*Information supplied*
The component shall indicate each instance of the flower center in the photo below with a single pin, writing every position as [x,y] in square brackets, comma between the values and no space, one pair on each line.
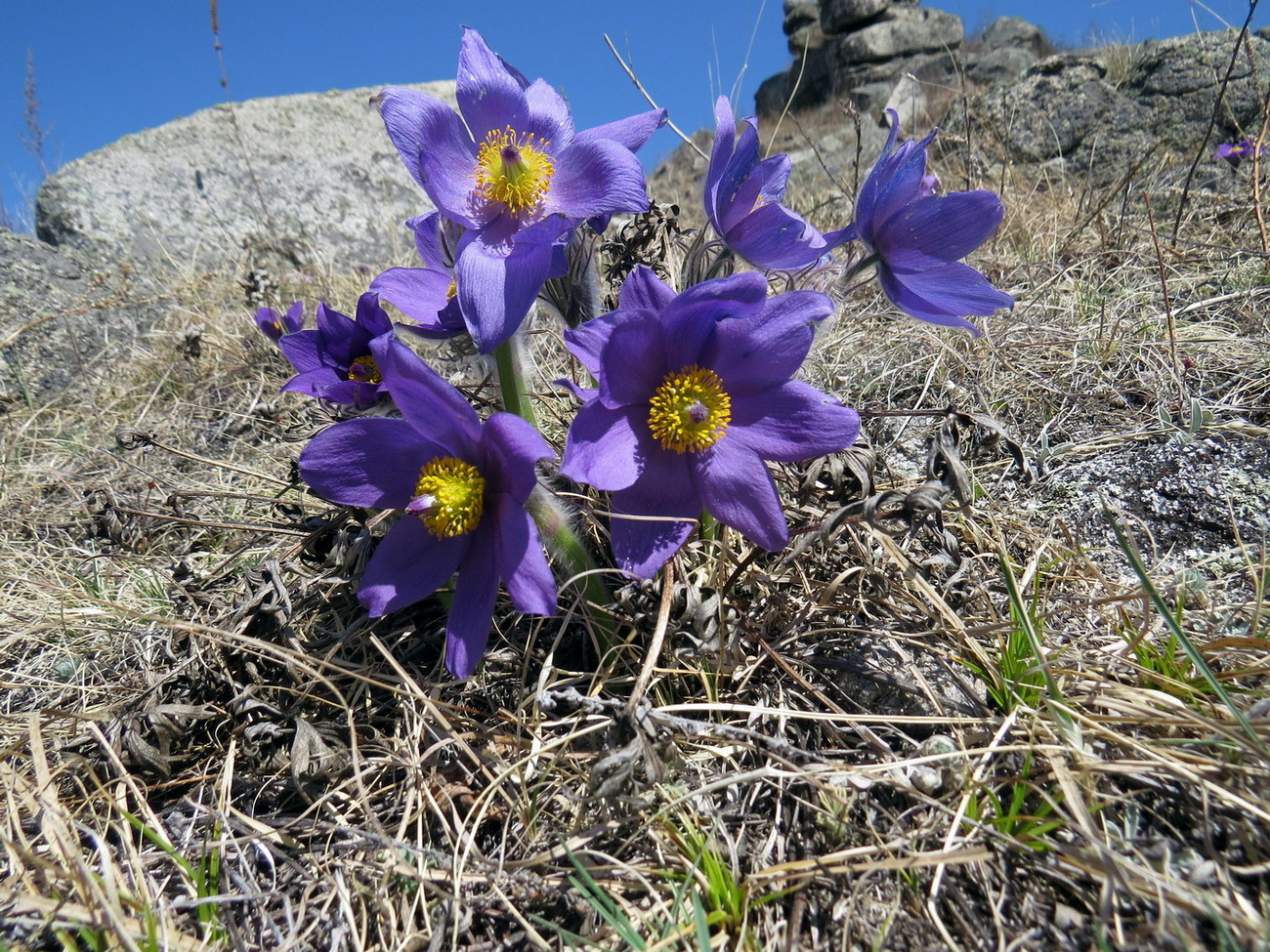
[690,410]
[364,369]
[515,170]
[449,496]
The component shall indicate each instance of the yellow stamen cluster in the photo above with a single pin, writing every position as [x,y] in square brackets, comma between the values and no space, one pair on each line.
[513,169]
[364,369]
[455,496]
[690,410]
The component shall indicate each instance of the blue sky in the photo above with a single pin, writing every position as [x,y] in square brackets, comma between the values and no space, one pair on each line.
[108,68]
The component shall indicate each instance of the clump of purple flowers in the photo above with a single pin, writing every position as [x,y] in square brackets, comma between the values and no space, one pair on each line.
[461,487]
[695,393]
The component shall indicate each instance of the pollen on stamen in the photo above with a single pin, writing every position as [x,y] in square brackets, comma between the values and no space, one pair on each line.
[513,169]
[451,496]
[364,371]
[690,410]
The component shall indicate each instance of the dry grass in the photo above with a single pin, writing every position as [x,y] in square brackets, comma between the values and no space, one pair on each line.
[957,726]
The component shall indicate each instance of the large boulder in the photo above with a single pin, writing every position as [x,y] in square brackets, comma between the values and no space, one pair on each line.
[1015,33]
[312,177]
[1063,108]
[1177,81]
[838,16]
[60,318]
[901,30]
[1068,108]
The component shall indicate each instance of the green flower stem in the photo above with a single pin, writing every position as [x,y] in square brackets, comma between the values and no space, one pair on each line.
[509,363]
[562,541]
[547,512]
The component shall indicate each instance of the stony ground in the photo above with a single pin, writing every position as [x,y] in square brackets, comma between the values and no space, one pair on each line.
[1006,689]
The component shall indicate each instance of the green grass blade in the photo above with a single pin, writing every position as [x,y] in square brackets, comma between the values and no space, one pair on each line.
[1164,612]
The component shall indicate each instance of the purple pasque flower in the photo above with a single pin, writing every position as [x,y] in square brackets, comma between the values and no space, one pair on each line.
[428,295]
[743,201]
[512,170]
[334,362]
[1236,152]
[275,325]
[461,486]
[695,393]
[915,237]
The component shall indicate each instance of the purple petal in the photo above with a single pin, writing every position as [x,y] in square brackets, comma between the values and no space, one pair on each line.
[738,490]
[631,132]
[520,559]
[943,295]
[420,295]
[515,449]
[304,351]
[435,146]
[760,352]
[690,318]
[602,448]
[665,507]
[490,96]
[407,565]
[773,236]
[720,155]
[549,115]
[944,228]
[498,284]
[371,316]
[435,240]
[341,337]
[587,341]
[790,423]
[471,612]
[596,178]
[634,360]
[430,404]
[372,462]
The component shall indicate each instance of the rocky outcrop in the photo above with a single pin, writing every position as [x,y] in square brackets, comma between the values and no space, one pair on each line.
[1067,109]
[60,318]
[1010,46]
[314,178]
[841,46]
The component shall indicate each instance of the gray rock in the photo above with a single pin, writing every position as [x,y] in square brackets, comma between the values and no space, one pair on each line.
[1014,33]
[1182,500]
[838,16]
[1063,108]
[314,176]
[60,318]
[902,30]
[809,36]
[910,102]
[871,98]
[800,13]
[1177,80]
[995,66]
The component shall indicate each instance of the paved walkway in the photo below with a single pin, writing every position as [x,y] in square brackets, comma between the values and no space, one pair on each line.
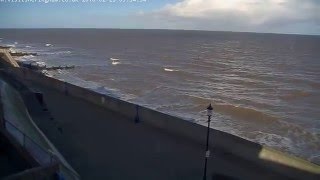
[100,144]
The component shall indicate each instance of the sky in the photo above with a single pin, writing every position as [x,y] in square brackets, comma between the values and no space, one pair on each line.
[269,16]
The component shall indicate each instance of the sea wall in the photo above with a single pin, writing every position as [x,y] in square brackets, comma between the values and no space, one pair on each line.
[230,144]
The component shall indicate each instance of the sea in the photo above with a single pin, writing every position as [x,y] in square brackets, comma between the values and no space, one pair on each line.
[263,87]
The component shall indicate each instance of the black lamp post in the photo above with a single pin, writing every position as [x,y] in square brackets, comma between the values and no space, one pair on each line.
[209,114]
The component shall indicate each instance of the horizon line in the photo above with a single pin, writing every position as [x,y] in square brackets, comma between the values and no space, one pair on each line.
[253,32]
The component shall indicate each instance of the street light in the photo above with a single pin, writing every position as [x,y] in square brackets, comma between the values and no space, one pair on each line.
[209,114]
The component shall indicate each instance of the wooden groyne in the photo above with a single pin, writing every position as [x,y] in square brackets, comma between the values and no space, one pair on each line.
[8,60]
[38,67]
[19,54]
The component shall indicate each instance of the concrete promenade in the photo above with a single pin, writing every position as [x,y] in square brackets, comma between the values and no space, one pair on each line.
[102,144]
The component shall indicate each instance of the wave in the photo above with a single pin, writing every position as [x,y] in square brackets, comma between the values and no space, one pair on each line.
[170,70]
[243,113]
[56,53]
[115,61]
[296,94]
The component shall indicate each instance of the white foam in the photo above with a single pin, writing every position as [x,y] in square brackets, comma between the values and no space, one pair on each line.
[170,70]
[46,73]
[115,61]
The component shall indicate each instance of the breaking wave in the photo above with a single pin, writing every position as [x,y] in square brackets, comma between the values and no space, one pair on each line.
[243,113]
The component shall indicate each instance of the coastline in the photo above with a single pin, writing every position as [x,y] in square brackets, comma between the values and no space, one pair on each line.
[84,108]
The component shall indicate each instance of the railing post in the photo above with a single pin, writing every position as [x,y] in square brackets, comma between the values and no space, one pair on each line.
[24,140]
[2,122]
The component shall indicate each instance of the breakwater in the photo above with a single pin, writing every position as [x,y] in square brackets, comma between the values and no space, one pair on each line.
[242,152]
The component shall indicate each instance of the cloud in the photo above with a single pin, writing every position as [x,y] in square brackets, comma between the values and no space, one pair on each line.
[240,15]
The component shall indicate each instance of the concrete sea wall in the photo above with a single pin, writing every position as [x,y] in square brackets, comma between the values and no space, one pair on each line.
[251,152]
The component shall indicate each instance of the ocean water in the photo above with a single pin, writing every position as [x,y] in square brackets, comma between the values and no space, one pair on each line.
[263,87]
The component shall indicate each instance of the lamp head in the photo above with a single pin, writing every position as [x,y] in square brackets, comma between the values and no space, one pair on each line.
[209,110]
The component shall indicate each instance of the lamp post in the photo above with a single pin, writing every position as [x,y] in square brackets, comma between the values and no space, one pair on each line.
[209,114]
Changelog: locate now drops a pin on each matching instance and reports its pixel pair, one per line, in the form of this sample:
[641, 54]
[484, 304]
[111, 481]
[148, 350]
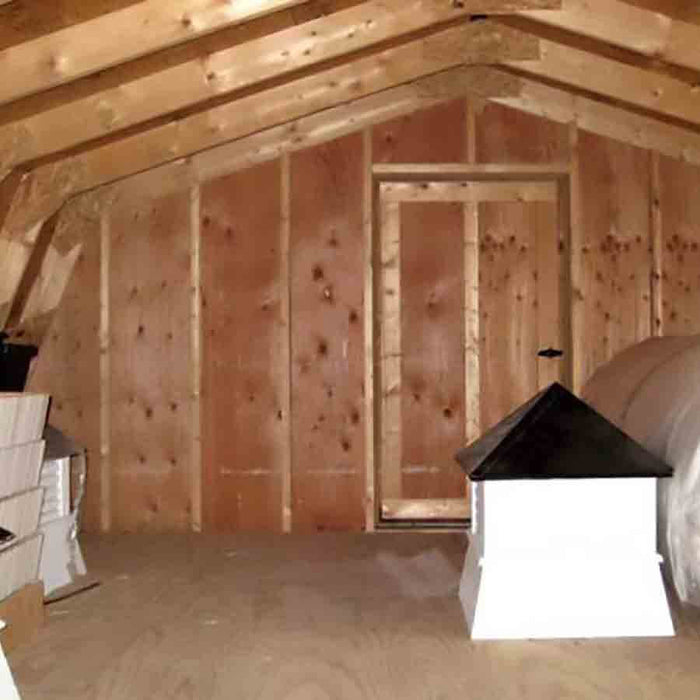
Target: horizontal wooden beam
[643, 31]
[469, 191]
[49, 186]
[482, 172]
[191, 83]
[118, 37]
[425, 509]
[604, 119]
[648, 90]
[476, 81]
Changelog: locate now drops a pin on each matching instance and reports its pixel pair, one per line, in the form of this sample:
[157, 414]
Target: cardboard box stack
[22, 419]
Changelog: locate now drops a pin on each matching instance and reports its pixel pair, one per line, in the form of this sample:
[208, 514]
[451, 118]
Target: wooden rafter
[647, 90]
[604, 119]
[50, 185]
[118, 37]
[640, 30]
[180, 87]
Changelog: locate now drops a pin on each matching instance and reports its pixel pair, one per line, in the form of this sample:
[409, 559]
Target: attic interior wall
[149, 453]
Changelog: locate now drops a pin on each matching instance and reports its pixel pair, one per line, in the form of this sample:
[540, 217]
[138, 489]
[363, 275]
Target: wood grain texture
[68, 364]
[432, 338]
[434, 135]
[615, 254]
[505, 135]
[508, 307]
[150, 364]
[337, 616]
[680, 243]
[327, 285]
[243, 404]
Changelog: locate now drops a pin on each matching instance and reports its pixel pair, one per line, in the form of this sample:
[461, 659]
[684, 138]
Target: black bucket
[14, 364]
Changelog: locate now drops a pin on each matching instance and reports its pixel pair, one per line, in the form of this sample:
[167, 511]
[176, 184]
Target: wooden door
[468, 294]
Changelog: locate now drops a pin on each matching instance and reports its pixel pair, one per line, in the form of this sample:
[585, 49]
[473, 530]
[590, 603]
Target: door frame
[394, 183]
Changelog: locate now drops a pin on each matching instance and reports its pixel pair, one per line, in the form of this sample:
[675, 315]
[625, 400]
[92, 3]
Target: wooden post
[578, 340]
[196, 356]
[285, 340]
[656, 230]
[105, 377]
[367, 221]
[390, 232]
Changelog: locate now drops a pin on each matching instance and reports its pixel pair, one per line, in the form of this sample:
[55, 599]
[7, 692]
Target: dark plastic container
[14, 365]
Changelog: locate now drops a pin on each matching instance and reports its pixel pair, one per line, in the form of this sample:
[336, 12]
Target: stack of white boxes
[22, 419]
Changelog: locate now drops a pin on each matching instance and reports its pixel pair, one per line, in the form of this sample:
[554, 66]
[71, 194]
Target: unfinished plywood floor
[310, 618]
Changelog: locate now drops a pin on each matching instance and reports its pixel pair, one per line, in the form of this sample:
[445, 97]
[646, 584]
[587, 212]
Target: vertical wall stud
[285, 341]
[196, 356]
[367, 221]
[657, 318]
[575, 262]
[105, 377]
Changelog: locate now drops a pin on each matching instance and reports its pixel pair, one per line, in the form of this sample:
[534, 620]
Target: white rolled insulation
[652, 392]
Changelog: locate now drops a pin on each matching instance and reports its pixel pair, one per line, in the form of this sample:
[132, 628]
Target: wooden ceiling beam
[651, 34]
[474, 81]
[604, 119]
[48, 186]
[217, 75]
[118, 37]
[643, 89]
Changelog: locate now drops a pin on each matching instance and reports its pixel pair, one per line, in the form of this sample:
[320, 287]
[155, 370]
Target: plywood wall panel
[615, 253]
[508, 308]
[67, 366]
[326, 261]
[243, 440]
[150, 364]
[679, 201]
[435, 135]
[504, 135]
[432, 337]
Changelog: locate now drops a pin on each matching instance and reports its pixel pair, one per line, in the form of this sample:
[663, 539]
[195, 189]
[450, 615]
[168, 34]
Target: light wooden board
[245, 66]
[115, 38]
[615, 254]
[432, 357]
[351, 616]
[150, 431]
[68, 365]
[680, 257]
[326, 258]
[243, 430]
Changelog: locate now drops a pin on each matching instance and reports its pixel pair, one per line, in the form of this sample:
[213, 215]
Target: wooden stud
[578, 338]
[390, 242]
[117, 37]
[196, 355]
[368, 305]
[285, 340]
[105, 378]
[656, 223]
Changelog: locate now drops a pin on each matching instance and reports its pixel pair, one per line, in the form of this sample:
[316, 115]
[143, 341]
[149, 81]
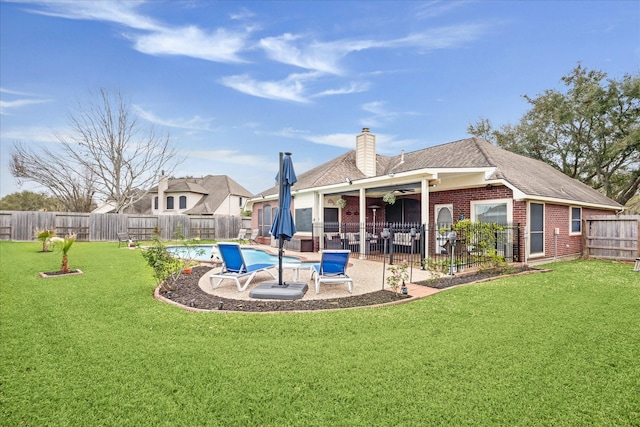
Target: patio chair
[242, 234]
[234, 267]
[254, 236]
[332, 269]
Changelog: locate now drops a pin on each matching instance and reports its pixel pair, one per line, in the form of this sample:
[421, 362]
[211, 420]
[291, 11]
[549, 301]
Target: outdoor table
[295, 266]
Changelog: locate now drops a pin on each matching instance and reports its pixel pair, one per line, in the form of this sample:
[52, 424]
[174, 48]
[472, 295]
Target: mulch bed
[477, 276]
[187, 293]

*What to work on*
What is wanted is an exact repeat of the lines from the one with "Target: patio chair" through the last line of the listing above, and no other text.

*Solution to this problem*
Target: patio chair
[242, 234]
[234, 267]
[254, 236]
[332, 269]
Changelog: locate now drops a pin on each matching instance and reports its pixel pair, one per line, in the form of this sample:
[421, 362]
[211, 420]
[291, 11]
[549, 301]
Target: outdoor table
[295, 266]
Changelog: locate now drops a pin on each matching instance and reports its pixel pair, one per line, in the form of this sample:
[52, 424]
[174, 48]
[472, 295]
Target: mulch bed
[477, 276]
[187, 293]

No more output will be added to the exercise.